> [What to produce] Repeat each of the lines below word for word, but omit the pictures.

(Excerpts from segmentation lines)
+ + +
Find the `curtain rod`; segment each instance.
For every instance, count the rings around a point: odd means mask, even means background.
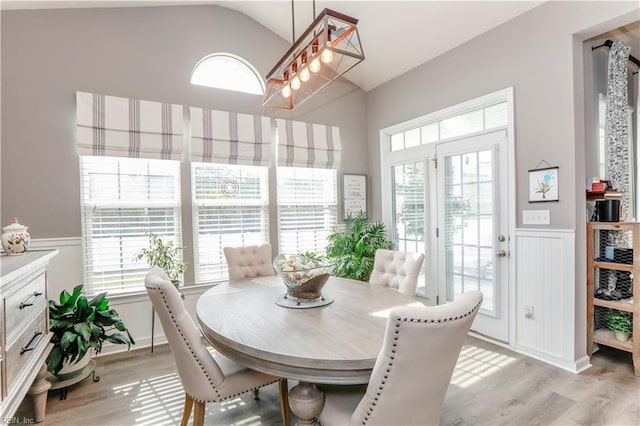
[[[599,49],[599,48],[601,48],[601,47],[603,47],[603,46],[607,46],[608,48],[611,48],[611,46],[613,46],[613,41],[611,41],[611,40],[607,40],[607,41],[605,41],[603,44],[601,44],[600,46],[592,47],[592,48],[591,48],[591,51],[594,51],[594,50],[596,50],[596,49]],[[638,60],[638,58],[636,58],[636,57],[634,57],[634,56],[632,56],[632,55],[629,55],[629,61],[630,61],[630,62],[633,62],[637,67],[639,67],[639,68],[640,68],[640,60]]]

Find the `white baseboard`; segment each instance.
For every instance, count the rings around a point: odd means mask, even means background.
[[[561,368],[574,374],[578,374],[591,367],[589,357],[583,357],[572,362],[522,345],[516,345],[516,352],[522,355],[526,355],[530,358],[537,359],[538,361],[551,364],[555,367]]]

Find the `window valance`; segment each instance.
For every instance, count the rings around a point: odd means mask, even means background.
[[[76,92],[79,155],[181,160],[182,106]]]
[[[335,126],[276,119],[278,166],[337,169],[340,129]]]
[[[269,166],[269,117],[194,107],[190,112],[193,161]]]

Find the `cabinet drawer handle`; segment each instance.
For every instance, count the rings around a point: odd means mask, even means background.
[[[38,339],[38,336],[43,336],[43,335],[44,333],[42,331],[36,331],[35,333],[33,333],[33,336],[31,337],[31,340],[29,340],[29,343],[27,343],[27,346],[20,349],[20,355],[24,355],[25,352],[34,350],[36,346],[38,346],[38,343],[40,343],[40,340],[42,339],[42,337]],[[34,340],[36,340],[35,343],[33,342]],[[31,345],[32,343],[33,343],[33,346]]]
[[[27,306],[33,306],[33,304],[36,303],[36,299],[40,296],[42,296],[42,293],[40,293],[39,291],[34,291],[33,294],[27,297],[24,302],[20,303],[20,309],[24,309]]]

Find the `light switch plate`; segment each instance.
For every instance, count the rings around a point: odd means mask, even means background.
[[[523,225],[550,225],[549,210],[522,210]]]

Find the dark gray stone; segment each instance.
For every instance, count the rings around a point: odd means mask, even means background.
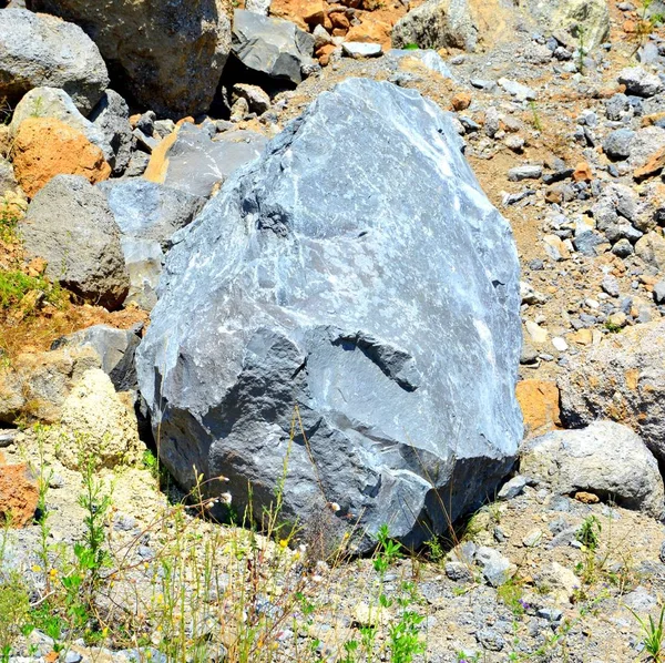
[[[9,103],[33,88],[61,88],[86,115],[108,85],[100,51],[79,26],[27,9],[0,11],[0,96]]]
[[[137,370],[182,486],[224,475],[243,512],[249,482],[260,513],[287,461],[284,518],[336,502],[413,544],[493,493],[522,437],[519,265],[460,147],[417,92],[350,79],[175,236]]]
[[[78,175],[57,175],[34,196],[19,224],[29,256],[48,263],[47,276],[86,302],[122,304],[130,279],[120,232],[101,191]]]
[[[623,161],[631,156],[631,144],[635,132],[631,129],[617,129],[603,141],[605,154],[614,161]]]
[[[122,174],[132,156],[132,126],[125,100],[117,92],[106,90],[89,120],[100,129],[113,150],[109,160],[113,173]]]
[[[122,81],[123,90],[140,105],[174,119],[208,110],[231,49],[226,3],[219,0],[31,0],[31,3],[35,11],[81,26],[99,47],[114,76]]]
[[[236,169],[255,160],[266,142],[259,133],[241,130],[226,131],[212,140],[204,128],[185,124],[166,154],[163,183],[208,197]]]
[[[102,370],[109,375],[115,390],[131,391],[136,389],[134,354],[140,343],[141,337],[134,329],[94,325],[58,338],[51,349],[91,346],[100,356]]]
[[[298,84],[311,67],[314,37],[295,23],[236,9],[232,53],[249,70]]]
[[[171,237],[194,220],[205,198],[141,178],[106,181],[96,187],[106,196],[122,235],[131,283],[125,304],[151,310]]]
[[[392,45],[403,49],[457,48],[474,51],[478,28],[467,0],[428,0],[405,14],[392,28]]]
+ + +
> [Answer in full]
Find the `curtain rod`; segment each instance.
For every instance, count the rings around a point: odd means mask, even means background.
[[[599,49],[599,48],[601,48],[601,47],[603,47],[603,46],[607,46],[608,48],[611,48],[611,46],[613,46],[613,41],[611,41],[611,40],[607,40],[607,41],[605,41],[603,44],[601,44],[600,46],[592,47],[592,48],[591,48],[591,51],[594,51],[594,50],[596,50],[596,49]],[[638,60],[638,58],[636,58],[636,57],[634,57],[634,56],[632,56],[632,55],[629,55],[629,61],[630,61],[630,62],[633,62],[637,67],[639,67],[639,68],[640,68],[640,60]]]

Find the `white baseboard`; segment each instance.
For every instance, count the rings around a point: odd means mask, even means background.
[[[561,368],[574,374],[578,374],[591,367],[589,357],[583,357],[572,362],[522,345],[516,345],[516,352],[522,355],[526,355],[530,358],[537,359],[538,361],[551,364],[555,367]]]

Find the `window valance`; segment each instance.
For every instance, count the rings around a point: odd means mask, even means background.
[[[76,92],[79,155],[181,160],[182,106]]]
[[[335,126],[276,119],[278,166],[337,169],[340,129]]]
[[[269,166],[269,117],[194,107],[190,112],[193,161]]]

Find the `cabinet drawer handle`; segment each instance.
For every instance, count the rings around a point: odd means mask, even means background.
[[[38,339],[38,336],[43,336],[43,335],[44,333],[42,331],[36,331],[35,333],[33,333],[33,336],[31,337],[31,340],[29,340],[29,343],[27,343],[27,346],[20,349],[20,355],[24,355],[25,352],[34,350],[36,346],[38,346],[38,343],[40,343],[40,340],[42,339],[42,337]],[[34,340],[36,340],[35,343],[33,342]],[[31,345],[32,343],[33,343],[33,346]]]
[[[27,306],[33,306],[33,304],[36,303],[36,299],[40,296],[42,296],[42,293],[40,293],[39,291],[34,291],[33,294],[27,297],[24,302],[20,303],[20,309],[24,309]]]

Find the `light switch plate`; segment each instance.
For every instance, count the rings around a point: odd means mask, even means background.
[[[523,225],[550,225],[549,210],[522,210]]]

Find the dark gray stone; segment each instance.
For every instance, count the rings around a point: odd means mask, even means background.
[[[9,103],[33,88],[61,88],[86,115],[108,85],[100,51],[79,26],[27,9],[0,11],[0,96]]]
[[[137,370],[182,486],[224,475],[243,512],[249,482],[260,513],[287,461],[284,518],[336,502],[413,544],[493,493],[522,437],[519,265],[460,147],[417,92],[350,79],[175,236]]]
[[[78,175],[57,175],[34,196],[19,224],[29,256],[48,263],[47,276],[86,302],[122,304],[130,279],[120,232],[101,191]]]
[[[623,161],[631,156],[631,144],[635,132],[631,129],[617,129],[603,141],[605,154],[614,161]]]
[[[122,174],[132,156],[132,126],[125,100],[117,92],[106,90],[89,120],[100,129],[113,150],[109,160],[113,173]]]
[[[122,81],[123,90],[140,105],[174,119],[208,110],[231,49],[226,3],[219,0],[31,0],[31,3],[35,11],[81,26],[99,47],[114,76]]]
[[[236,169],[255,160],[266,142],[259,133],[241,130],[226,131],[212,140],[204,128],[185,124],[166,154],[163,183],[208,197]]]
[[[102,370],[109,375],[115,390],[131,391],[136,389],[134,354],[140,343],[141,337],[134,329],[94,325],[58,338],[51,349],[91,346],[100,356]]]
[[[298,84],[311,67],[314,37],[295,23],[236,9],[232,53],[249,70]]]
[[[171,237],[194,220],[205,198],[141,178],[106,181],[96,187],[106,196],[122,235],[131,283],[125,304],[151,310]]]
[[[392,45],[403,49],[457,48],[474,51],[478,28],[467,0],[428,0],[405,14],[392,28]]]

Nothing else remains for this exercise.